WRITTEN PROBLEM:
Could you update the items below so that "SHOULD" becomes "MUST" and nothing else changes? Leave the pictures out of your answer.

ENTRIES SHOWN:
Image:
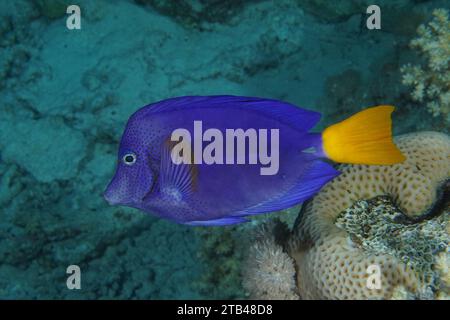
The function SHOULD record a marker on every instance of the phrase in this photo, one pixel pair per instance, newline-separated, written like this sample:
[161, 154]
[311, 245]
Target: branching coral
[394, 218]
[431, 82]
[269, 271]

CORRECT RESPONSE:
Image:
The function MUST record a marker on every instance of the phrase in this photo, one pixel pair per instance, newline-separated, written like this sample:
[161, 154]
[311, 245]
Target: branching coral
[394, 218]
[431, 82]
[269, 271]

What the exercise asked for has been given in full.